→ **Exercise**
Please quote every line word for word.

→ **Record set**
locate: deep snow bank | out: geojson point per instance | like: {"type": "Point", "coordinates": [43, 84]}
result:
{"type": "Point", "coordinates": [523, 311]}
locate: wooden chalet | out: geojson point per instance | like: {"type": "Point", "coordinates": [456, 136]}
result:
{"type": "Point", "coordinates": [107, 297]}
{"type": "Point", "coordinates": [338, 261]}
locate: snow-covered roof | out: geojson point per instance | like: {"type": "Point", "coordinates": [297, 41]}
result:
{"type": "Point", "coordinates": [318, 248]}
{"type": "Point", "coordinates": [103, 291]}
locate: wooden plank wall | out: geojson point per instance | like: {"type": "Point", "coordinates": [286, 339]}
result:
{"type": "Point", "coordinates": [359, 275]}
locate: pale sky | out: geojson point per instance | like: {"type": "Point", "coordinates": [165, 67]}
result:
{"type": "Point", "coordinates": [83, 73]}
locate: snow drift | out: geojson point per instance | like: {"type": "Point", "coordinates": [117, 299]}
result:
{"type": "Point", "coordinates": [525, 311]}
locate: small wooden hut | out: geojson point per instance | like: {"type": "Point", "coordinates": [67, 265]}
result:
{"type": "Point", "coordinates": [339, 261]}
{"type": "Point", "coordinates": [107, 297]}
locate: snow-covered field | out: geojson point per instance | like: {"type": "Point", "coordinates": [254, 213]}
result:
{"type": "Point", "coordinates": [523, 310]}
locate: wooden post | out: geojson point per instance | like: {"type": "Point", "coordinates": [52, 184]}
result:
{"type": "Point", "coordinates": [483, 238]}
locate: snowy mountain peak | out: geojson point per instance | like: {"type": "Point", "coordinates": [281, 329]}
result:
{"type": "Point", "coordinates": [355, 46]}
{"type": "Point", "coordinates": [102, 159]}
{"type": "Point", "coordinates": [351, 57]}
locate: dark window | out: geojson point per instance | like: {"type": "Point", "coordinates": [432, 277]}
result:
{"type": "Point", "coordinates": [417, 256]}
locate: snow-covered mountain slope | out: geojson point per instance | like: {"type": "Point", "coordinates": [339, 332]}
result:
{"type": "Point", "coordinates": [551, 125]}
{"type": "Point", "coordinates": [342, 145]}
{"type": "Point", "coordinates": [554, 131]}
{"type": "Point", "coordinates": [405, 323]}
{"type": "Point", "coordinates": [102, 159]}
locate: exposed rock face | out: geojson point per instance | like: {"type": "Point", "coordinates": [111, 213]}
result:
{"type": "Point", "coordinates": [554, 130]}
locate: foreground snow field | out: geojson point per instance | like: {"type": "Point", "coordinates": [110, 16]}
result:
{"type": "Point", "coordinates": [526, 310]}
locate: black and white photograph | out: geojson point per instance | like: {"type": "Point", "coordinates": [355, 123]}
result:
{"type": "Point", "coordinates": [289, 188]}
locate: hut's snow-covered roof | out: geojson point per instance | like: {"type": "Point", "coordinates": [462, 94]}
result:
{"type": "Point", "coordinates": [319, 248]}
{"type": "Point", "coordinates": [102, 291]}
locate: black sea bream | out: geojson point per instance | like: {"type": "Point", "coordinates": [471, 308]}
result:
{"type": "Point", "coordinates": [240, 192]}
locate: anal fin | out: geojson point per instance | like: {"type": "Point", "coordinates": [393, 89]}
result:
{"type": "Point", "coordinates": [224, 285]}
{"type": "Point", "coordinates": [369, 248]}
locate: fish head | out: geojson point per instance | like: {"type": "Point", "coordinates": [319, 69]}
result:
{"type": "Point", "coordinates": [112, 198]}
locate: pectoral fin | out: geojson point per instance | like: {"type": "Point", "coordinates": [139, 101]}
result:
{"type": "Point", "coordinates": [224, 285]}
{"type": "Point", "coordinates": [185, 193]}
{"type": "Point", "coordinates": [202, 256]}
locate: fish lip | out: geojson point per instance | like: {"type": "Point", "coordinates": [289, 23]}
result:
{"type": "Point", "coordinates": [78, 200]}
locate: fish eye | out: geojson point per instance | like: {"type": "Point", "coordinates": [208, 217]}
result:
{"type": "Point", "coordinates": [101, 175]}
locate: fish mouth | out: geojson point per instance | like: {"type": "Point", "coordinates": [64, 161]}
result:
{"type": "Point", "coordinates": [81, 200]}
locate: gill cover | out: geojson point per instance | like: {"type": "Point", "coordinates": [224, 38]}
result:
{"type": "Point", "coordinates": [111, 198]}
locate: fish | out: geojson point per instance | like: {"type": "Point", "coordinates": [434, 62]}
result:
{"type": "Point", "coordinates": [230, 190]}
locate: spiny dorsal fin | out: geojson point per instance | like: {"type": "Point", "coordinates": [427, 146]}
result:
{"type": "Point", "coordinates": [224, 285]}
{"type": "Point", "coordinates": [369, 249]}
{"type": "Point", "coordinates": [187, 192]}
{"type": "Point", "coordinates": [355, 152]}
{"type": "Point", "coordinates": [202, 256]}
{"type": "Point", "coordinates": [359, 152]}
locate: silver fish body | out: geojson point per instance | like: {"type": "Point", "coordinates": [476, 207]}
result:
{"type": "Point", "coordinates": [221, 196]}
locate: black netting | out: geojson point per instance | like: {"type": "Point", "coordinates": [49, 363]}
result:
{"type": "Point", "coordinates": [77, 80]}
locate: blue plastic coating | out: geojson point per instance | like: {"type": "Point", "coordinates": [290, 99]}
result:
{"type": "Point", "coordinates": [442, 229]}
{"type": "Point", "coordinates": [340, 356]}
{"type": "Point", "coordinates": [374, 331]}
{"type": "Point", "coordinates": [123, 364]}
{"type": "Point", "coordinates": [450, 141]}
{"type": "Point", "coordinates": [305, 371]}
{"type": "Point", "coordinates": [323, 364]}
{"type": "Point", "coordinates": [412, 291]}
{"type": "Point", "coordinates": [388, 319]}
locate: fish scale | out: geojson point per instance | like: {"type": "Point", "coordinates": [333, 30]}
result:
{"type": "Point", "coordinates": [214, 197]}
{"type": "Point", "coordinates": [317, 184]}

→ **Written reply**
locate: deep snow bank | out: geojson point per instance | like: {"type": "Point", "coordinates": [43, 84]}
result:
{"type": "Point", "coordinates": [523, 311]}
locate: wooden chalet | out: geojson point per instance | like: {"type": "Point", "coordinates": [456, 136]}
result:
{"type": "Point", "coordinates": [107, 297]}
{"type": "Point", "coordinates": [338, 261]}
locate: snow-covered roof | out: geojson point per instance | like: {"type": "Point", "coordinates": [297, 41]}
result:
{"type": "Point", "coordinates": [318, 248]}
{"type": "Point", "coordinates": [103, 291]}
locate: wooden plank wall | out: geojson point per instance | like: {"type": "Point", "coordinates": [286, 339]}
result:
{"type": "Point", "coordinates": [359, 275]}
locate: pale sky | out: geojson point per instance | like: {"type": "Point", "coordinates": [165, 67]}
result:
{"type": "Point", "coordinates": [83, 73]}
locate: snow drift | out: geojson point per instance | like: {"type": "Point", "coordinates": [117, 299]}
result:
{"type": "Point", "coordinates": [525, 311]}
locate: small wooden hut | out: geojson point per instance | like: {"type": "Point", "coordinates": [67, 265]}
result:
{"type": "Point", "coordinates": [339, 261]}
{"type": "Point", "coordinates": [107, 297]}
locate: snow-covered field | out: geojson point per instance | like: {"type": "Point", "coordinates": [254, 213]}
result:
{"type": "Point", "coordinates": [523, 310]}
locate: wooden post | out: geojson point per instance | like: {"type": "Point", "coordinates": [52, 184]}
result:
{"type": "Point", "coordinates": [483, 238]}
locate: snowy mountain peak | out: geojson point per instance | like: {"type": "Point", "coordinates": [281, 329]}
result:
{"type": "Point", "coordinates": [355, 46]}
{"type": "Point", "coordinates": [102, 159]}
{"type": "Point", "coordinates": [351, 57]}
locate: dark window | out: geojson point per instance | like: {"type": "Point", "coordinates": [432, 277]}
result:
{"type": "Point", "coordinates": [417, 256]}
locate: snow-covered mountain slope | out: geojson point per instance | like: {"type": "Point", "coordinates": [339, 332]}
result:
{"type": "Point", "coordinates": [551, 125]}
{"type": "Point", "coordinates": [342, 145]}
{"type": "Point", "coordinates": [554, 131]}
{"type": "Point", "coordinates": [405, 323]}
{"type": "Point", "coordinates": [102, 159]}
locate: exposed rock face | out: geojson point per instance | like: {"type": "Point", "coordinates": [111, 213]}
result:
{"type": "Point", "coordinates": [554, 130]}
locate: foreground snow field | out: geojson point per instance | like: {"type": "Point", "coordinates": [110, 16]}
result:
{"type": "Point", "coordinates": [526, 310]}
locate: black and white photograph | out: geojson point per instance | like: {"type": "Point", "coordinates": [355, 123]}
result:
{"type": "Point", "coordinates": [289, 188]}
locate: hut's snow-covered roof | out: geojson point per instance | like: {"type": "Point", "coordinates": [462, 94]}
result:
{"type": "Point", "coordinates": [319, 248]}
{"type": "Point", "coordinates": [102, 291]}
locate: black sea bream | out: geojson point per instance | like: {"type": "Point", "coordinates": [471, 308]}
result:
{"type": "Point", "coordinates": [240, 192]}
locate: anal fin | out: geojson point per instance | like: {"type": "Point", "coordinates": [393, 89]}
result:
{"type": "Point", "coordinates": [224, 285]}
{"type": "Point", "coordinates": [369, 248]}
locate: fish head | out: geojson point per instance | like: {"type": "Point", "coordinates": [319, 69]}
result:
{"type": "Point", "coordinates": [112, 198]}
locate: pectoral fin | out: geojson point per instance | like: {"type": "Point", "coordinates": [139, 101]}
result:
{"type": "Point", "coordinates": [224, 285]}
{"type": "Point", "coordinates": [185, 193]}
{"type": "Point", "coordinates": [202, 256]}
locate: fish lip | out: geojson point per instance | like: {"type": "Point", "coordinates": [289, 23]}
result:
{"type": "Point", "coordinates": [78, 200]}
locate: fish eye | out: geojson point per instance | like: {"type": "Point", "coordinates": [208, 217]}
result:
{"type": "Point", "coordinates": [101, 175]}
locate: fish mouth | out: geojson point per instance | like: {"type": "Point", "coordinates": [64, 161]}
result:
{"type": "Point", "coordinates": [81, 200]}
locate: gill cover | out: geojson point per instance | like: {"type": "Point", "coordinates": [224, 38]}
result:
{"type": "Point", "coordinates": [111, 198]}
locate: fish | out: geojson point per instance | like: {"type": "Point", "coordinates": [434, 62]}
result:
{"type": "Point", "coordinates": [230, 190]}
locate: spiny dorsal fin | out: geojson point per instance | like: {"type": "Point", "coordinates": [427, 146]}
result:
{"type": "Point", "coordinates": [224, 285]}
{"type": "Point", "coordinates": [369, 249]}
{"type": "Point", "coordinates": [187, 192]}
{"type": "Point", "coordinates": [355, 152]}
{"type": "Point", "coordinates": [202, 256]}
{"type": "Point", "coordinates": [359, 152]}
locate: silver fish body | out: geojson point per instance | like: {"type": "Point", "coordinates": [476, 207]}
result:
{"type": "Point", "coordinates": [221, 196]}
locate: black netting | out: geojson point per instance | like: {"type": "Point", "coordinates": [49, 363]}
result:
{"type": "Point", "coordinates": [77, 80]}
locate: blue plastic coating | out: geojson point per instance | like: {"type": "Point", "coordinates": [290, 99]}
result:
{"type": "Point", "coordinates": [442, 229]}
{"type": "Point", "coordinates": [340, 356]}
{"type": "Point", "coordinates": [374, 331]}
{"type": "Point", "coordinates": [123, 364]}
{"type": "Point", "coordinates": [450, 141]}
{"type": "Point", "coordinates": [305, 371]}
{"type": "Point", "coordinates": [323, 364]}
{"type": "Point", "coordinates": [412, 291]}
{"type": "Point", "coordinates": [388, 319]}
locate: fish scale | out: geojson point per instance | like: {"type": "Point", "coordinates": [333, 30]}
result:
{"type": "Point", "coordinates": [214, 197]}
{"type": "Point", "coordinates": [317, 184]}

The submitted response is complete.